■ WORK INSTRUCTIONS:
What you output must match the entries exactly, apart from the pictures, which are left out.

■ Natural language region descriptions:
········
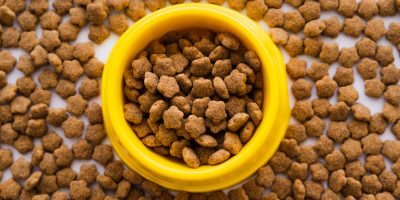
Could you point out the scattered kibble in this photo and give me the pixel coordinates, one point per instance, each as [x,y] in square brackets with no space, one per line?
[227,80]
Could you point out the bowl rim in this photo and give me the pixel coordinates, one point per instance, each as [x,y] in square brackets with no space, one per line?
[156,168]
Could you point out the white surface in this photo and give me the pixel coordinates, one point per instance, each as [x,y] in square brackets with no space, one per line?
[104,49]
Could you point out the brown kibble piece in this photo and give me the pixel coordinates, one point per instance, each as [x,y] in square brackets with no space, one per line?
[384,55]
[301,89]
[302,110]
[374,88]
[367,68]
[76,105]
[329,52]
[135,10]
[195,126]
[79,190]
[190,157]
[375,29]
[218,157]
[296,68]
[72,127]
[310,10]
[118,23]
[98,33]
[366,47]
[343,76]
[374,164]
[294,46]
[10,37]
[274,17]
[49,20]
[294,22]
[326,87]
[335,161]
[333,27]
[256,9]
[10,189]
[314,28]
[279,36]
[232,143]
[68,32]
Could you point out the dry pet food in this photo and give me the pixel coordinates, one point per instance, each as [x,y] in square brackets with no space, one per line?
[195,95]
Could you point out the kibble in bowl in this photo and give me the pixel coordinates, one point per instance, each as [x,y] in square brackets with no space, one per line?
[140,86]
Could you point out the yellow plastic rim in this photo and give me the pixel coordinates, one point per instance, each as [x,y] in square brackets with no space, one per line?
[172,174]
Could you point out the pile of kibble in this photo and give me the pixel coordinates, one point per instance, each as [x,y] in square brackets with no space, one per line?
[194,95]
[333,167]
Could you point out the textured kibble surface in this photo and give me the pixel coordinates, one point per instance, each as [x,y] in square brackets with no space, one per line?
[195,96]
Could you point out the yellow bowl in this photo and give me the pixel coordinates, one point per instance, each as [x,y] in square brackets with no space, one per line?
[172,174]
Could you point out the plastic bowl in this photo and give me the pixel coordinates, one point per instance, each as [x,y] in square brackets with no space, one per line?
[172,174]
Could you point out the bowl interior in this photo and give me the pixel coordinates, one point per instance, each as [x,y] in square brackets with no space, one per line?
[166,171]
[195,24]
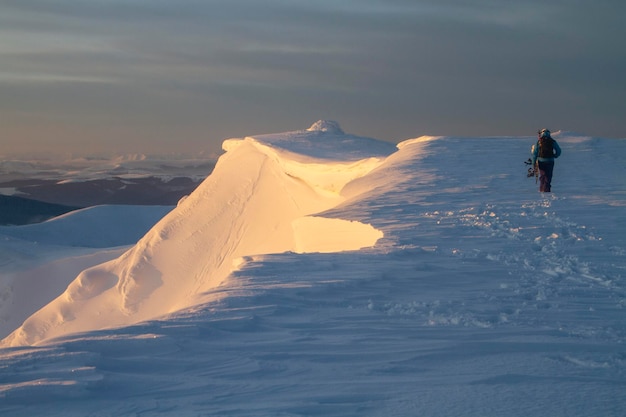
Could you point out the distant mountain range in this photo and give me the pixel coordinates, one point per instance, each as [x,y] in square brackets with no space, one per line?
[19,211]
[36,200]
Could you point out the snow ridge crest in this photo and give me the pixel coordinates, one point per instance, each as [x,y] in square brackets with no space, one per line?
[329,126]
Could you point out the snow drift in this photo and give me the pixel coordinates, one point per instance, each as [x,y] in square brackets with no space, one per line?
[260,199]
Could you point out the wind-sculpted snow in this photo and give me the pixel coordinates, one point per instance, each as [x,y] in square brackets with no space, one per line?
[260,199]
[483,297]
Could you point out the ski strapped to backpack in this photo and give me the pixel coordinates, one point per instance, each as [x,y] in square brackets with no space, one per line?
[546,147]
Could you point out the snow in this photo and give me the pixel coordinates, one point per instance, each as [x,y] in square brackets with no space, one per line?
[319,273]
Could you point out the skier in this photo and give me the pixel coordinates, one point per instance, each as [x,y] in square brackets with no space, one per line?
[544,152]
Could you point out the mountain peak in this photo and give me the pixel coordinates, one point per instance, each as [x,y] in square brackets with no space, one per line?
[329,126]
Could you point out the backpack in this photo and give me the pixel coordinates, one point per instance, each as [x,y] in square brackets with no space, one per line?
[546,147]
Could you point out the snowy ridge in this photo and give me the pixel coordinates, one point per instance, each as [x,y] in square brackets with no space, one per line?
[260,199]
[483,298]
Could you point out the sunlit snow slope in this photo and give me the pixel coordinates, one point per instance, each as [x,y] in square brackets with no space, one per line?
[261,198]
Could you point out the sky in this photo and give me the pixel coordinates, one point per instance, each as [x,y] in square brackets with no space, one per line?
[85,76]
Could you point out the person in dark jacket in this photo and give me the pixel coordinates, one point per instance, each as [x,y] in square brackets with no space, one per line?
[543,154]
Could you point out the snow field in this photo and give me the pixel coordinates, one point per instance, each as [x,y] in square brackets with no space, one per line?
[482,298]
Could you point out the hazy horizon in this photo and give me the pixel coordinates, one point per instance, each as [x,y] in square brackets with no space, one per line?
[137,76]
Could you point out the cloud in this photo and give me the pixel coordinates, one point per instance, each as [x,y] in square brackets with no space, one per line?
[394,68]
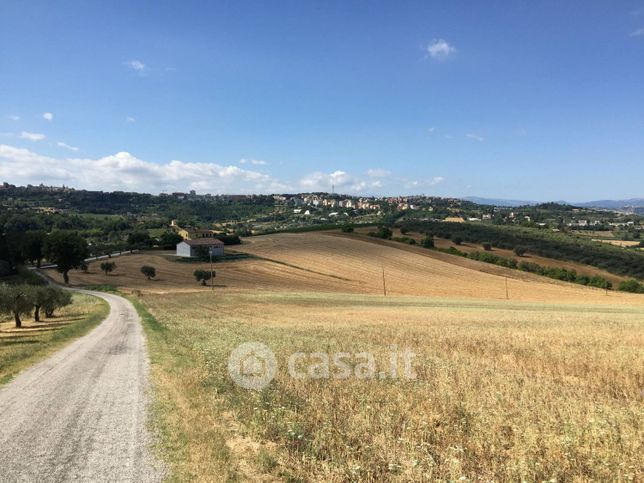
········
■ RESULT BELOW:
Could you point out the scattered kibble in this photo and give me the pixel coordinates, one point per instance, each as [x,y] in square brackets with no space, one per line?
[227,80]
Could you point out the bowl rim in this photo and give me the pixel coordinates, one point per instance, each as [x,y] in square brackets with no space, one per line?
[156,168]
Could you point out the white surface in this photo and give me the pixel coordinates, one point per instance, each as [x,y] in square brackets with no space, one per line?
[104,49]
Could you point out the brown kibble piece in this photo and give me the pixel coordinates, one point per instance, each as [x,y] in square brackets with no space, one per line?
[384,55]
[301,89]
[302,110]
[374,88]
[367,68]
[76,105]
[329,52]
[135,10]
[195,126]
[79,190]
[190,157]
[375,29]
[218,157]
[296,68]
[72,127]
[310,10]
[118,23]
[98,33]
[366,47]
[343,76]
[374,164]
[294,46]
[10,37]
[274,17]
[49,20]
[294,22]
[326,87]
[335,161]
[333,27]
[256,9]
[10,189]
[314,28]
[279,36]
[232,143]
[68,32]
Could you point out the dry pet food in this photo and give me the pixel coordinates, one point per instance, each as [x,y] in square brackets with no space, one per line?
[195,95]
Could you point out the kibble in bowl in this photo and give me the pixel coordinates, one point per instance, each as [x,y] in square brackets with no space, one per line?
[140,86]
Could you point out the yellow plastic rim in this photo and give me the pixel coordinates, one point per instance, each as [x,y] in square brackets with no space, one per line?
[172,174]
Could you point out the pile of kibble in this photo and give me the pixel coordinates, one point per instance, each as [x,y] in square brackets with no space, one per line?
[194,95]
[333,167]
Could you point out the textured kibble surface in this photo and give me the pixel coordinates, one point per instance, each as [x,y] in square brackets with no space, one per line?
[195,96]
Could you point out the yellow bowl in this photo and give me the pixel coordinates, one point per instance, each as [x,y] in square brackets with no space, one per line?
[172,174]
Could you point out the plastic bowl in this photo and give me the pixel coordinates, one point per instance, each as [x,y] in square brackets with no space, one per line?
[172,174]
Could you point out the bowl interior in this photo and give me the pixel coordinates, one point per instance, each as [x,y] in square brackets with no space, one per line?
[166,171]
[195,24]
Could you point out the distant mountain range in this photo and give me the pixel coordinates, one point per instance, each as [x,y] in square brackets with no space, one per line?
[19,211]
[36,200]
Could you point out the snow ridge crest in this photo and give me the pixel coordinates, one point per instance, each as [x,y] in square brackets with no space, one per line?
[329,126]
Could you point out the snow drift in this photo and give me the pixel coordinates, one point per instance, each as [x,y] in square brackets with no space, one per line?
[260,199]
Could you point out the wind-sculpted snow in this photo and give me the pixel coordinates, one point per instance, each as [x,y] in square brackets with no space, one per line?
[260,199]
[483,297]
Could you point out the ski strapped to backpack in this photo and give me the pixel coordinates, one point per instance, each as [x,y] in square brackets with no space, one per line?
[546,147]
Could you point out the snow in this photo and give me the pixel coordinates, one point per instance, each as [x,y] in square brackets with no space, one per line?
[319,273]
Could you point out the skier in this photo and give me the pixel coordinates, one point per instance, each as [x,y] in square brackets with no space, one per line?
[544,152]
Could you point out the mountain peak in this photo and give me the pixel coordinates, one point per instance, each as [x,y] in square brackets with no space, one per line?
[329,126]
Could you point out the backpack in this photo and give me the pixel coordinates, one point per instance, each as [x,y] in square brackets with no space, one per line?
[546,147]
Could you point out the snowy ridge in this photo and give me the pixel coordinates, one point per instance, each as [x,y] in square brackets with no space, one per line?
[260,199]
[483,298]
Could you point out the sunlit snow slope in this photo and give me the pixel coordinates, one point per instance, each as [x,y] in square brackets with no space, one per line?
[261,198]
Could you point out the sky in this photo and give me the pixel coordinates, one point per instance, each as [x,y] in square brackets with no space, one per line?
[85,76]
Could you point out the person in dark jacket in this photo and give me the pixel coordinates, one point per instance, each as [x,y] in square brackets with no space, one per line?
[543,154]
Could you point out the snow field in this photo and give me the pixel coordinates, one point per instance, each as [x,y] in square brackets with no space, one per line?
[482,298]
Could you point out the hazy horizon in this photo and give me the pixel coordinates, one point per instance, each as [x,y] in square brackets with no space, one per line?
[137,76]
Could you point out the cloud in this photo and give me the pixel coordinates, one point per instance, each as [x,y] in square brackets with no space, one per line?
[394,68]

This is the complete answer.